• [WORK TO DO] Retype the records below without changing a single character.

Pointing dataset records
>> START
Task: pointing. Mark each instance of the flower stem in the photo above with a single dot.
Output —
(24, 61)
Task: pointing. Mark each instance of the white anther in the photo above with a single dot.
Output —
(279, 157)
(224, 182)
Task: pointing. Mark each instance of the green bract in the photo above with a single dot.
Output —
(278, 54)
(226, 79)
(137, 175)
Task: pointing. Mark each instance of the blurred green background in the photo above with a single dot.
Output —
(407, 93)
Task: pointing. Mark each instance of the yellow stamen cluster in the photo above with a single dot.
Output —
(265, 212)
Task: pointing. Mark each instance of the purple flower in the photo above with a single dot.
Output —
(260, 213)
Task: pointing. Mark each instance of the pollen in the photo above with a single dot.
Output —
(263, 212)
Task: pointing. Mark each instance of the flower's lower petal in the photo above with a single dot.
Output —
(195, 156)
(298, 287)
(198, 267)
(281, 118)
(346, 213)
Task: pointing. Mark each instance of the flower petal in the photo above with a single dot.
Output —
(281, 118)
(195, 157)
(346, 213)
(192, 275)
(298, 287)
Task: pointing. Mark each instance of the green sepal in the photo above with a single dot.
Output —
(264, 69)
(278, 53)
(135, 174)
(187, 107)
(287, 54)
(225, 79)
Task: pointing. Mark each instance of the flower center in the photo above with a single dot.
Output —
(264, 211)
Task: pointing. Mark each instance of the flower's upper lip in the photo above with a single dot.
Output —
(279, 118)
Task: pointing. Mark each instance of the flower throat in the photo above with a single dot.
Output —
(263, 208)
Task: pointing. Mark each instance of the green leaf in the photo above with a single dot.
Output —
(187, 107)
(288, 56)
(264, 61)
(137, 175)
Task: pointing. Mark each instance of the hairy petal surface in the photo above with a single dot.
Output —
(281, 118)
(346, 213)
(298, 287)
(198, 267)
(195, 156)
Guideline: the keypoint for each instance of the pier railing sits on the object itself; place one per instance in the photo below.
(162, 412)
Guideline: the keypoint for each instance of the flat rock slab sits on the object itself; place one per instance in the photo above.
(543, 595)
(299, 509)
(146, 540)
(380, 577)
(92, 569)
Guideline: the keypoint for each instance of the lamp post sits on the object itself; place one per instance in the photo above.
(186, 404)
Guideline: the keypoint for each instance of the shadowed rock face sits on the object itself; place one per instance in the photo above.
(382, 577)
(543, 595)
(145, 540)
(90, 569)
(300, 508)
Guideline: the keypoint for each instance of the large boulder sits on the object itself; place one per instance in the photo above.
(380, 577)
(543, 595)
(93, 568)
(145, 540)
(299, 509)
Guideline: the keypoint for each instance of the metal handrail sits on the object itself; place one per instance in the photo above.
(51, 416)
>> END
• [FINAL RESULT]
Task: pointing. Mark each instance of the flower stem in the photo above with a single dot.
Output —
(24, 61)
Task: pointing. Mark each instance of the white anther in the photo above with a single dot.
Output —
(279, 157)
(224, 182)
Task: pointing. Mark each instance of the green bract in the photo above with a single dot.
Output —
(278, 54)
(226, 79)
(137, 175)
Task: pointing. Mark each instance of the blurred green background in the photo above with a single dot.
Output —
(407, 93)
Task: pointing. Mark each instance of the yellow stamen cluster in the photo above with a single dot.
Output —
(265, 212)
Task: pointing. Mark each instance of the purple flower in the photo above with a single dot.
Output —
(260, 213)
Task: pointing. Mark each instance of the pollen in the photo above with a single dot.
Output —
(263, 212)
Task: pointing. Mark each instance of the flower's lower petal in the photo above with a single dot.
Output —
(195, 156)
(298, 287)
(198, 267)
(281, 118)
(346, 213)
Task: pointing. Mark each instance of the flower petal in the photo above with a single dot.
Output —
(281, 118)
(195, 157)
(346, 213)
(192, 275)
(298, 287)
Task: pointing. Mark each instance of the green sepal in the photo above with a single dot.
Output —
(264, 69)
(278, 53)
(135, 174)
(187, 107)
(287, 54)
(225, 79)
Task: pointing. Mark each instance of the flower center in the photo above with a single dot.
Output —
(264, 211)
Task: pointing. Mark each instance of the flower's upper lip in the photo above with a single dot.
Output —
(279, 118)
Task: pointing. Mark each instance of the flower throat in the photo above with a single dot.
Output —
(263, 208)
Task: pointing. Mark each instance of the green leaf in the photo above with a single dot.
Output —
(187, 107)
(288, 56)
(264, 61)
(137, 175)
Task: pointing. Mark each instance of the hairy petal surface in the photo above with a single dot.
Output —
(281, 118)
(346, 213)
(298, 287)
(198, 267)
(195, 156)
Guideline: the keypoint for each instance of the pier railing sits on the object itself; place one per instance in the photo below.
(162, 412)
Guideline: the keypoint for each instance of the flat rock slab sits on the object itself; place one per instance in the photo above.
(543, 595)
(299, 509)
(146, 540)
(380, 577)
(92, 569)
Guideline: the keypoint for each instance of the lamp post sits on the object itself; place one per instance in the photo above.
(186, 404)
Guideline: the keypoint for each instance of the shadowed rock face sits on the object itself; place one per instance in the photo above.
(382, 577)
(543, 595)
(145, 540)
(90, 569)
(300, 508)
Guideline: the keypoint for each instance of the large boulder sits on the object itself; place one per instance in the photo above.
(380, 577)
(543, 595)
(93, 568)
(145, 540)
(299, 509)
Guideline: the keypoint for each instance of the metal handrail sits on the object itself; place one per instance in the photo above.
(51, 416)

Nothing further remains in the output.